──────── Supplied passage

Now that we have a valid dataframe we need to create our maps.

In [20]:
from folium import Map, Choropleth
from folium.features import GeoJson, GeoJsonTooltip

total_shootings_by_state_map = Map(location=[43, -102], zoom_start=4)

Choropleth(
    geo_data=state_geo,
    data=incident_count,
    bins=9,
    columns=["name", "count"],
    key_on="feature.properties.name",
    legend_name="Total shootings in state from 2014-2018",
    fill_color="YlOrRd",
    fill_opacity=0.7,
    line_opacity=0.5,
    reset=True,
).add_to(total_shootings_by_state_map)
Out[20]:
<folium.features.Choropleth at 0x1a860bfd0>

That last cell made a map, then created a choropleth layer using the state geojson and counts.

In [21]:
style = lambda x: {
    "fillColor": "#ffffff",
    "color": "#000000",
    "fillOpacity": 0.1,
    "weight": 0.1,
}

highlight = lambda x: {
    "fillColor": "#000000",
    "color": "#000000",
    "fillOpacity": 0.30,
    "weight": 0.1,
}

gjson = GeoJson(
    data=state_geo_count,
    style_function=style,
    highlight_function=highlight,
    control=False,
    tooltip=GeoJsonTooltip(
        fields=["name", "count"],
        aliases=["State", "Shootings"],
    ),
)
total_shootings_by_state_map.add_child(gjson)
total_shootings_by_state_map.keep_in_front(gjson)

We create 3 things in this. First we create a highlight and style function, which just specify the colors and opacity for their namesake. Then the geojson object, which applies the functions and creates a tooltip (or popup) with the relevant info when you hover over a state.

In [22]:
# Showing the map
total_shootings_by_state_map
Out[22]:
Make this Notebook Trusted to load map: File -> Trust Notebook

Now we will make a time base heatmap.
First we must make the time index and group all latitude/logitude pairs that occured within each month.
This approach is complicated but faster than doing it by for loop for some reason.

In [23]:
heatmap_df = data.dropna(subset=["month_year", "latitude", "longitude"])
heat_data = (
    heatmap_df[["month_year", "latitude", "longitude"]]
    .groupby("month_year")

────────────────

Directive 1: In the mapping notebook excerpt, which aliases are assigned to the tooltip fields?

──────── Exercise data

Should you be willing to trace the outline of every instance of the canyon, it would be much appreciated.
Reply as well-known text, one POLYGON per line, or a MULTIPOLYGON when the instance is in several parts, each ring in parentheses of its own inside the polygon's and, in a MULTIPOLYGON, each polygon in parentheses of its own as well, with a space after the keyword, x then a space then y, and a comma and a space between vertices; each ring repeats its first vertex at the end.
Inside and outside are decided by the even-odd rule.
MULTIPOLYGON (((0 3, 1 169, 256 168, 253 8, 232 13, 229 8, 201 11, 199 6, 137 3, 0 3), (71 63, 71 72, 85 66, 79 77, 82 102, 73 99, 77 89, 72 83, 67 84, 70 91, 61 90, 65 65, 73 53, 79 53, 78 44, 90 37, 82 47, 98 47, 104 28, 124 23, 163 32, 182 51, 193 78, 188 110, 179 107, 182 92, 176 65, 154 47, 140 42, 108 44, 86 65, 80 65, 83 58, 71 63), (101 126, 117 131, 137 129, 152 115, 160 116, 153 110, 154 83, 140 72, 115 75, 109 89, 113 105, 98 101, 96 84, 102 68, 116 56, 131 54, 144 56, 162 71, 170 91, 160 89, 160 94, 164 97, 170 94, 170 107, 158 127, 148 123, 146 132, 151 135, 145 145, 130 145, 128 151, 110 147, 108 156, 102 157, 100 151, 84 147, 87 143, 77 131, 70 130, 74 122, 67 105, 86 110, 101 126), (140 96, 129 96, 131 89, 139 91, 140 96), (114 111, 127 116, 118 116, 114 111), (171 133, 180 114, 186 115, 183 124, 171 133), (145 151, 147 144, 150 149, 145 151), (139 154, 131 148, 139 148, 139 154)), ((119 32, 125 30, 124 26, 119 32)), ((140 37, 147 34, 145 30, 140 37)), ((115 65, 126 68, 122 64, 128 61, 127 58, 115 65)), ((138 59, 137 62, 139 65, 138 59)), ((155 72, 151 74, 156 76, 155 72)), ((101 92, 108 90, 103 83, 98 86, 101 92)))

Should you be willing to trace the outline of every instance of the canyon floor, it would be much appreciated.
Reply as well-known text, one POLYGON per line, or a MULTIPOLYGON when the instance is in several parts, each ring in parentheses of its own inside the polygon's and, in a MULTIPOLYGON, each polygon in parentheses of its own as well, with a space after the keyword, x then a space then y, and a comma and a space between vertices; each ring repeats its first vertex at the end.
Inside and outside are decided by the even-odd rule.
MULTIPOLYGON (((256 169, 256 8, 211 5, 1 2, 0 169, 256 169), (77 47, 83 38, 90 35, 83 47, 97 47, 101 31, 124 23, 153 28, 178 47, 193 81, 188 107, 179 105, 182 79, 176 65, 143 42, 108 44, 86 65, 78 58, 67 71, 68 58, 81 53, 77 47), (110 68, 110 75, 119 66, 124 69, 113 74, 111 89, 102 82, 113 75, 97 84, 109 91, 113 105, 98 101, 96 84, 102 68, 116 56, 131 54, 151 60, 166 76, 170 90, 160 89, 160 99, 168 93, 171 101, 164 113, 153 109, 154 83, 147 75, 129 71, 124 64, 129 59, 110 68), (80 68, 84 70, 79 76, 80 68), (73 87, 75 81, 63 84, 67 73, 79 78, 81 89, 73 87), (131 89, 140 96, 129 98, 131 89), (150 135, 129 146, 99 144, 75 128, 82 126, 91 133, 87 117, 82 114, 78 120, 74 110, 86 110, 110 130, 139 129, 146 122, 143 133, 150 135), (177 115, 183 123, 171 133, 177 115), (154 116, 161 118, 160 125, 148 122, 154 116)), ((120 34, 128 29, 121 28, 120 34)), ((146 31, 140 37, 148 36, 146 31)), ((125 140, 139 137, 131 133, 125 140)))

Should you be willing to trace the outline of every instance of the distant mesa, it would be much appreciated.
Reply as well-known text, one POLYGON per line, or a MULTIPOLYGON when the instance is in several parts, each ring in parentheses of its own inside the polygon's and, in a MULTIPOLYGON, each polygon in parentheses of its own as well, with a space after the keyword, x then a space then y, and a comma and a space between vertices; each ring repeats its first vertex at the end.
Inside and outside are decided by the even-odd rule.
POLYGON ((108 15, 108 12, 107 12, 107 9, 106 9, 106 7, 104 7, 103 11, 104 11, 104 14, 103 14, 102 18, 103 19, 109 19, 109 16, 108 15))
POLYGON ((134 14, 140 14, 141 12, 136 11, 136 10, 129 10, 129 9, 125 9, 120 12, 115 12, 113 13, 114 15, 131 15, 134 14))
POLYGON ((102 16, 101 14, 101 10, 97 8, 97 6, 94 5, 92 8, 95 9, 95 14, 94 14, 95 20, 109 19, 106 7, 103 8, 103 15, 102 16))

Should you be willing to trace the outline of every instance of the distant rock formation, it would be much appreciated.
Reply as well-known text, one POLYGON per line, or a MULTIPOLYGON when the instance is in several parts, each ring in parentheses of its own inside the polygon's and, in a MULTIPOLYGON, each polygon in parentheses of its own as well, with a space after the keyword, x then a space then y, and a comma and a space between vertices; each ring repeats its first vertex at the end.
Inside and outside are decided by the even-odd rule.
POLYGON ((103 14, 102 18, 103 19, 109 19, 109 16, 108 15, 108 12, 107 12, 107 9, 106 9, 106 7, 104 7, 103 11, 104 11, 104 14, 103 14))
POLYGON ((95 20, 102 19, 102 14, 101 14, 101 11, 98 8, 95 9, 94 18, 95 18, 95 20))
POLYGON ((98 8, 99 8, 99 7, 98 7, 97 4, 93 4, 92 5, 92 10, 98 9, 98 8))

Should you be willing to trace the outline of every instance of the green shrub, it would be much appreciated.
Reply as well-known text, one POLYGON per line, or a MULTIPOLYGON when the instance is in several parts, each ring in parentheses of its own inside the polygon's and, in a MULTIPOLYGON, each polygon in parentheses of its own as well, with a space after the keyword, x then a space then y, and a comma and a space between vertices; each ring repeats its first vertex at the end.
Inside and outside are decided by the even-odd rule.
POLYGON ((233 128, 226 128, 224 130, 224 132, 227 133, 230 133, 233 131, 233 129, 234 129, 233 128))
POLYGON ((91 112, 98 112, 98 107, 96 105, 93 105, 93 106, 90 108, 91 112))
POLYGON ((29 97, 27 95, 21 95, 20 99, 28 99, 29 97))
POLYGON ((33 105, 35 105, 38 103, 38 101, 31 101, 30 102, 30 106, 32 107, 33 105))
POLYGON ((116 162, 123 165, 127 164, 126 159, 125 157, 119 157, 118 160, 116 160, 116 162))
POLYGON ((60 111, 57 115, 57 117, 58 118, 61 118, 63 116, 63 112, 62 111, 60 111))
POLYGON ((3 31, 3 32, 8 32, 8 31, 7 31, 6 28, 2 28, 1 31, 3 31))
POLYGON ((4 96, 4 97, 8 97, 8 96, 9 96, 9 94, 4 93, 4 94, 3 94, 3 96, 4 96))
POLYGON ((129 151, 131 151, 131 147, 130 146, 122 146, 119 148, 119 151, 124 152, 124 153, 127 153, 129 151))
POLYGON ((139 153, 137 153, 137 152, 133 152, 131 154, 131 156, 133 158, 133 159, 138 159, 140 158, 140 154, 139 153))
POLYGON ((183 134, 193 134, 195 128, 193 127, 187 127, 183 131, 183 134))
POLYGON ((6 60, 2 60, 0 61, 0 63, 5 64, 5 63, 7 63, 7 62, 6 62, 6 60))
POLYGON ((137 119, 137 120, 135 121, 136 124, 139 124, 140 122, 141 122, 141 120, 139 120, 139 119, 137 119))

────────────────

Directive 2: Copy the records word for word, starting at their first line and ending at the line that contains "MULTIPOLYGON (((0 3, 1".

Task output 1: "State" and "Shootings"

Task output 2:
Should you be willing to trace the outline of every instance of the canyon, it would be much appreciated.
Reply as well-known text, one POLYGON per line, or a MULTIPOLYGON when the instance is in several parts, each ring in parentheses of its own inside the polygon's and, in a MULTIPOLYGON, each polygon in parentheses of its own as well, with a space after the keyword, x then a space then y, and a comma and a space between vertices; each ring repeats its first vertex at the end.
Inside and outside are decided by the even-odd rule.
MULTIPOLYGON (((0 3, 1 169, 256 168, 253 8, 232 13, 229 8, 201 11, 199 6, 137 3, 0 3), (71 63, 71 72, 85 66, 79 77, 82 102, 73 99, 77 89, 72 83, 67 84, 70 91, 61 90, 65 65, 73 53, 79 53, 78 44, 90 37, 82 47, 98 47, 104 28, 124 23, 163 32, 182 51, 193 78, 188 110, 179 107, 182 92, 176 65, 154 47, 140 42, 108 44, 86 65, 80 65, 83 58, 71 63), (101 126, 117 131, 137 129, 152 115, 160 116, 153 110, 154 83, 140 72, 115 75, 109 89, 113 105, 98 101, 96 84, 102 68, 116 56, 131 54, 144 56, 162 71, 170 91, 160 89, 160 94, 164 97, 170 94, 170 107, 158 127, 148 123, 146 132, 151 135, 145 145, 130 145, 128 151, 110 147, 108 156, 102 157, 100 151, 84 147, 87 143, 77 131, 70 130, 74 122, 67 105, 86 110, 101 126), (140 96, 129 96, 131 89, 139 91, 140 96), (114 111, 127 116, 118 116, 114 111), (171 133, 180 114, 186 115, 183 124, 171 133), (145 151, 147 144, 150 149, 145 151), (139 154, 131 148, 139 148, 139 154)), ((119 32, 125 30, 124 26, 119 32)), ((140 37, 147 34, 145 30, 140 37)), ((115 65, 126 68, 122 64, 128 61, 127 58, 115 65)), ((138 59, 137 62, 139 65, 138 59)), ((155 72, 151 74, 156 76, 155 72)), ((101 92, 108 90, 103 83, 98 86, 101 92)))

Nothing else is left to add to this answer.